**Textauszug:**
****
Klassische Rekrutierungswege erweisen sich für IT-Positionen immer häufiger als Sackgasse. In Zeiten eines leergefegten IT-Fachkräftemarktes braucht es den Mut, neue und oft unbekannte Wege zur Entdeckung und Gewinnung von IT-Fachkräften einzuschlagen.
Bewerberinnen und Bewerber, die absagen, da ein größeres Unternehmen mit fast 50 Prozent mehr Gehalt und komplett Remote Work bessere Konditionen bietet. Auf bis zu drei Viertel der ausgeschriebenen offenen Stellen gehen überhaupt keine geeigneten Bewerbungen ein. Von diesen und ähnlichen Erfahrungen berichten Unternehmen, die auf der Suche nach Cybersecurity-Experten, Data Scientists & Co. sind. Auch mehr Recruiter, größere Employer Branding Budgets und mehr Auftritte auf Jobmessen ändern daran nichts. Klassische Rekrutierungsstrategien greifen nicht mehr.
****
**Datenteil:**
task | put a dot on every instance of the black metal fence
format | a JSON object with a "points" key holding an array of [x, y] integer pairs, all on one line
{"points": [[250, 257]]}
****
Schreibe den Text über die Gewinnung von IT-Fachkräften im Anschluss an seinen letzten Satz weiter. Das Material hat nichts mit dem Text über die Gewinnung von IT-Fachkräften zu tun.

Aufgrund der Digitalisierung 2.0, die keine Branche mehr auslässt, wächst der Bedarf noch schneller als im vergangenen Jahrzehnt. Das Kompetenzzentrum Fachkräftesicherung (Kofa) des Instituts der deutschen Wirtschaft errechnete, dass im Jahr 2022 für neun von zehn offene Positionen, für die Expertinnen und Experten mit einem Hochschulabschluss gesucht wurden, entsprechend qualifizierte Arbeitslose fehlten. Daher werden Unternehmen mutige, neue und oft ungewohnte Wege zur Entdeckung und Gewinnung von IT-Fachkräften gehen müssen. Gerade im Mittelstand.
Was könnten also die neuen Instrumente in der Bewältigung des IT-Fachkräftemangels sein? Wir sehen drei Handlungsstränge, die miteinander vernetzt werden sollten.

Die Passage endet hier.